Among the lines below, output only those between the line holding "locate the white sticker" and the line holding "locate the rock in the photo above", inclusive, exactly as written and with no pictures.
• • • • • • •
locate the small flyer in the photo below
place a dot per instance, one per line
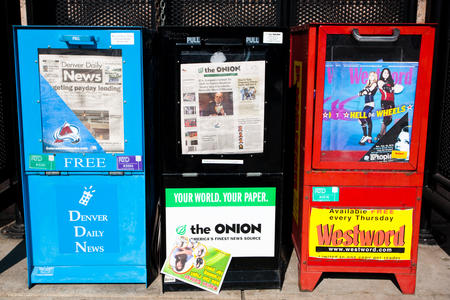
(368, 110)
(197, 264)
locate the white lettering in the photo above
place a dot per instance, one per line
(71, 212)
(77, 232)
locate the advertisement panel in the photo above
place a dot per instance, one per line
(222, 107)
(368, 110)
(353, 233)
(239, 221)
(81, 100)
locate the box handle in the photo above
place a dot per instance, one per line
(376, 38)
(79, 40)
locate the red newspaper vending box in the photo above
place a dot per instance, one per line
(362, 110)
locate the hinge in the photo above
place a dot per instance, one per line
(189, 174)
(254, 174)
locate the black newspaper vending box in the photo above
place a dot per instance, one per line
(223, 138)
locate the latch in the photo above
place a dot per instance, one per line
(193, 40)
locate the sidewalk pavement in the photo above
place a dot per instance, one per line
(433, 282)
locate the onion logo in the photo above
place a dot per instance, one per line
(67, 132)
(181, 230)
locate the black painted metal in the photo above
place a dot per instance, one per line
(226, 12)
(353, 11)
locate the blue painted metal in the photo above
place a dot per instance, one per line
(82, 225)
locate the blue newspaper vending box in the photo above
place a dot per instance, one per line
(80, 104)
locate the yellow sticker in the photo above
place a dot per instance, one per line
(350, 233)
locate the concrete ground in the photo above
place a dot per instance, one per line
(433, 281)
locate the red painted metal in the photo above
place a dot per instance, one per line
(368, 185)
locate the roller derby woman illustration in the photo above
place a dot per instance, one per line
(386, 87)
(366, 121)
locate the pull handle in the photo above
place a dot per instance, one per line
(79, 40)
(376, 38)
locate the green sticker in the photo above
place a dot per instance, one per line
(325, 194)
(197, 264)
(195, 197)
(39, 161)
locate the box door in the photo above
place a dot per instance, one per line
(371, 96)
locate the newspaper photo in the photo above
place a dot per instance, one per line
(81, 100)
(222, 107)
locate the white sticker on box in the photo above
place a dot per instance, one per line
(122, 38)
(272, 37)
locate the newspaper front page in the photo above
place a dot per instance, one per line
(222, 107)
(90, 84)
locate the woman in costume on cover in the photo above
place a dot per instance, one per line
(386, 87)
(366, 120)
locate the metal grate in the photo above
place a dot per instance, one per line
(3, 133)
(351, 11)
(223, 12)
(444, 146)
(104, 12)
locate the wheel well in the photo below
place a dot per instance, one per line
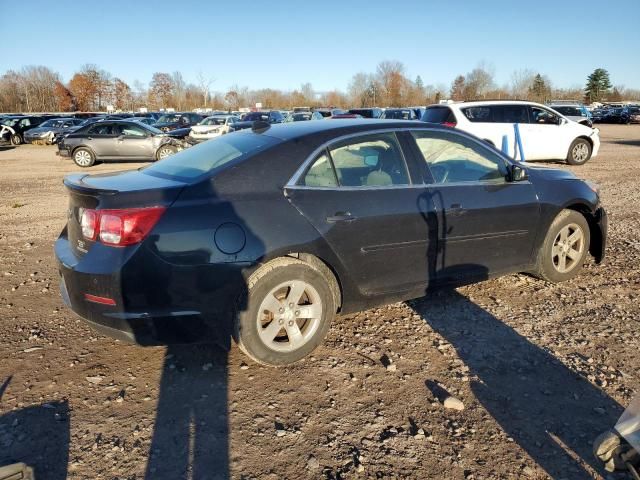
(327, 271)
(595, 236)
(73, 152)
(587, 139)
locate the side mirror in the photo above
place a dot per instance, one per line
(517, 173)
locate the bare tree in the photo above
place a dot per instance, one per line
(205, 82)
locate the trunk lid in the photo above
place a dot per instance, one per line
(130, 189)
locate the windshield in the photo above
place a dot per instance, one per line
(253, 116)
(398, 114)
(213, 121)
(10, 122)
(51, 123)
(213, 154)
(169, 118)
(569, 111)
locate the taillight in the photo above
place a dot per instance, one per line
(89, 223)
(119, 227)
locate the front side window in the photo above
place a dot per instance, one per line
(541, 116)
(102, 129)
(453, 158)
(369, 161)
(133, 131)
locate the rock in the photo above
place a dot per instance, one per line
(312, 463)
(453, 403)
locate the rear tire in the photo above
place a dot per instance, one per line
(565, 247)
(579, 152)
(288, 312)
(83, 157)
(165, 151)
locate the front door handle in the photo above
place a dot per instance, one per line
(341, 217)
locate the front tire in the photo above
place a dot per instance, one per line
(83, 157)
(579, 152)
(565, 247)
(288, 312)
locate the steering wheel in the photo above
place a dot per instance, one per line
(440, 173)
• • • • • • •
RESPONSE AREA:
locate the white sticker on box in the photo above
place a dot per instance, one per line
(122, 38)
(272, 37)
locate the newspaper front page in the photo above
place a dot per instance, one per line
(222, 107)
(90, 84)
locate the woman in costume on cover in the photo above
place a dot per instance, one per line
(386, 87)
(366, 120)
locate the metal grate in the photo above
place a dot per instance, one per line
(3, 133)
(351, 11)
(223, 12)
(444, 146)
(104, 12)
locate the wheel well in the photo below
place a dot per instance, one per line
(327, 271)
(595, 236)
(73, 152)
(587, 139)
locate the side mirror in the photo above
place a dot per instance, one per line
(517, 173)
locate the bare tree in the photo above
place a dot per instance, one per line
(205, 82)
locate the trunk lid in the photo above
place a dot per instance, one per line
(130, 189)
locate the windshield in the photo above
place a dot per instance, one per line
(253, 116)
(398, 114)
(213, 121)
(10, 122)
(51, 123)
(213, 154)
(169, 118)
(569, 111)
locate the taillight in the photo above
place a dot per instance, one per line
(89, 223)
(119, 227)
locate the front side window in the photo above
place a dot per instance, one per line
(541, 116)
(102, 129)
(453, 158)
(369, 161)
(133, 131)
locate the rock in the photo above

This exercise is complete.